*** Opening Exercise data ***

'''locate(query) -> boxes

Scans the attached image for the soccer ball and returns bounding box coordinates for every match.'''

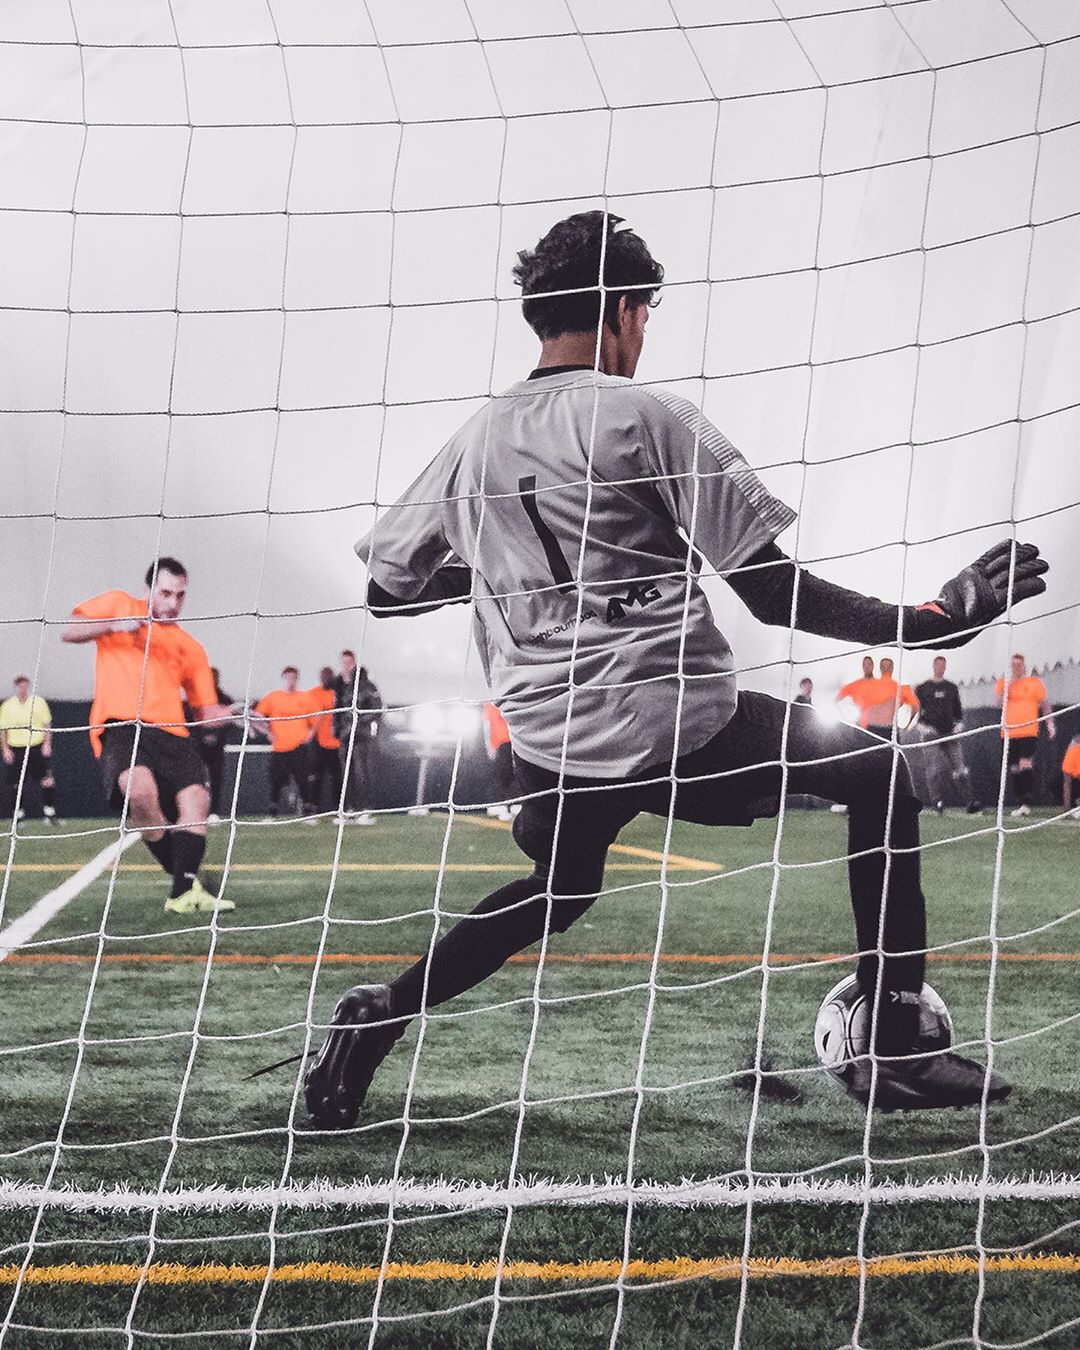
[813,975,953,1087]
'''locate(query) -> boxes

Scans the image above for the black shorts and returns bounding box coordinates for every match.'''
[99,722,209,814]
[1006,737,1037,767]
[511,689,918,887]
[6,744,49,786]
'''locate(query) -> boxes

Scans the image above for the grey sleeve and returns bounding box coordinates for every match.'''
[641,388,796,573]
[355,450,456,600]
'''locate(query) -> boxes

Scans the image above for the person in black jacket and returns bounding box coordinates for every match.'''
[914,656,980,814]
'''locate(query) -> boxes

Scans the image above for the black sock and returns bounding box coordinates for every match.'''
[1015,768,1034,805]
[145,833,174,876]
[170,830,207,898]
[390,873,595,1019]
[42,785,57,813]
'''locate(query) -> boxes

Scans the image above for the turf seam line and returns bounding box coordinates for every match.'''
[1,1174,1077,1214]
[0,1253,1076,1286]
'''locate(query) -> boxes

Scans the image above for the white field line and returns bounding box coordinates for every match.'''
[0,834,139,961]
[0,1174,1076,1215]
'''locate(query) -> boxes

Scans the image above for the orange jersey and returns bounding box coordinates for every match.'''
[483,703,510,757]
[255,689,316,753]
[840,676,918,729]
[72,590,216,757]
[995,675,1046,739]
[1062,743,1080,778]
[306,686,340,750]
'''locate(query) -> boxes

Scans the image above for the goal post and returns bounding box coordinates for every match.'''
[1,4,1079,1348]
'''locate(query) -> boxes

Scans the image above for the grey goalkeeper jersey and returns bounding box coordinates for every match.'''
[356,369,795,778]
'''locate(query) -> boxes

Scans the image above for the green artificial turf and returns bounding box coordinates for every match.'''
[0,809,1076,1347]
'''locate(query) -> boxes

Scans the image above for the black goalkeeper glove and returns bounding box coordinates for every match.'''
[906,540,1048,649]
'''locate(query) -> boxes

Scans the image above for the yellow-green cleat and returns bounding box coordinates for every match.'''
[164,877,235,915]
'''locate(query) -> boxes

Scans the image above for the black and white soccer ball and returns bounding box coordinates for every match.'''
[813,975,953,1086]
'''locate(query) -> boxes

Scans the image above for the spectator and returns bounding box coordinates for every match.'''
[914,656,980,814]
[864,658,919,740]
[336,652,383,823]
[836,655,875,724]
[837,656,917,739]
[250,667,317,820]
[0,675,59,825]
[795,677,814,706]
[1062,733,1080,820]
[483,702,516,820]
[307,665,343,814]
[995,653,1055,818]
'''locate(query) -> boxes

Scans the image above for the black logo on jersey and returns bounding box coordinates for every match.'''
[605,582,661,623]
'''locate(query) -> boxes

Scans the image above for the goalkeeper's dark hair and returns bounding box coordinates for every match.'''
[145,556,187,588]
[513,212,664,340]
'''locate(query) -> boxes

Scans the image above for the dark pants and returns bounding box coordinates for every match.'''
[341,737,376,812]
[268,746,311,814]
[389,692,926,1052]
[308,744,344,811]
[195,737,226,815]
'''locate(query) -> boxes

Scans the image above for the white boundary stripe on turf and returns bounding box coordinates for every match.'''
[0,1174,1077,1214]
[0,834,139,961]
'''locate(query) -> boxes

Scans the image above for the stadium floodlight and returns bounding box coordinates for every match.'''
[1,4,1078,1349]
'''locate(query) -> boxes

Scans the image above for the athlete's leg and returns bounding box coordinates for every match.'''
[388,763,641,1020]
[668,693,926,1054]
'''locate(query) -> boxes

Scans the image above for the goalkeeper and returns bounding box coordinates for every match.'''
[305,212,1048,1126]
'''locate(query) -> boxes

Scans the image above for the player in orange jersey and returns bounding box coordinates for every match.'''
[1061,734,1080,819]
[995,654,1055,817]
[306,666,343,815]
[837,656,917,738]
[63,557,235,914]
[249,667,318,819]
[863,658,920,740]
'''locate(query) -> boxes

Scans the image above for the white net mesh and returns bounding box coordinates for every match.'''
[1,2,1079,1346]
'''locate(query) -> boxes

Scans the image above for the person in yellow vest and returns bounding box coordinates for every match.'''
[995,653,1055,818]
[0,676,59,825]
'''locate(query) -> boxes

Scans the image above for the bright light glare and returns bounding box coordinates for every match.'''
[814,700,845,725]
[409,703,445,739]
[408,702,482,741]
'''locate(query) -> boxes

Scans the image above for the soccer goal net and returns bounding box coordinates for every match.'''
[1,2,1079,1346]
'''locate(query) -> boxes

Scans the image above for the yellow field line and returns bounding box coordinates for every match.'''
[457,813,720,872]
[3,862,703,874]
[3,951,1075,968]
[1,1253,1075,1287]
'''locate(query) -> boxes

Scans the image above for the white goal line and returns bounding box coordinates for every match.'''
[1,1173,1077,1215]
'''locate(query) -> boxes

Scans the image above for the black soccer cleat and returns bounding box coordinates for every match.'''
[846,1050,1011,1112]
[304,983,403,1130]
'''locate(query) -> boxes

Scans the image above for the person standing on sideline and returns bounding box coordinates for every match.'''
[795,677,814,707]
[336,652,382,823]
[0,676,59,825]
[306,666,344,814]
[996,654,1055,817]
[482,702,516,820]
[250,667,317,820]
[1061,733,1080,820]
[861,658,919,741]
[836,655,876,725]
[63,558,234,913]
[914,656,980,814]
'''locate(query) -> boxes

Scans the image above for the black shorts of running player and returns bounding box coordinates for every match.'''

*** Closing Exercise data ***

The span to print begins at the line containing "Scans the image above for the soccer" and ends at the final line of the entries; print it exactly and print nothing else.

Scans the image above for the soccer goal net and returns bounding box coordinates for every match.'''
[1,2,1079,1346]
'''locate(query) -> boxes

Scans the image above for the yellow field line and returns bounding box coordinates for every match.'''
[457,813,720,872]
[3,862,703,874]
[3,951,1075,968]
[1,1253,1075,1287]
'''locate(query) -> boxes

Scans the image above for the white goal line and returns bounding box coordinates for every match.'''
[1,1173,1077,1215]
'''locate(query) -> boxes

Scans the image above for the black soccer cleat and returns bounding box coordinates for every match.'''
[846,1050,1011,1112]
[304,983,403,1130]
'''locate(query) -> boxes

Scans the image above for the person standing on sideline and returns bounding box coordinates for every match.'''
[795,677,814,707]
[336,652,382,823]
[0,676,59,825]
[306,666,344,814]
[996,654,1055,817]
[482,702,516,820]
[250,667,317,820]
[1061,733,1080,820]
[861,658,919,741]
[836,655,876,725]
[63,558,234,913]
[914,656,980,814]
'''locate(query) -> boxes

Scans the image above for the black shorts of running player and returns bounding box coordinates for every match.'''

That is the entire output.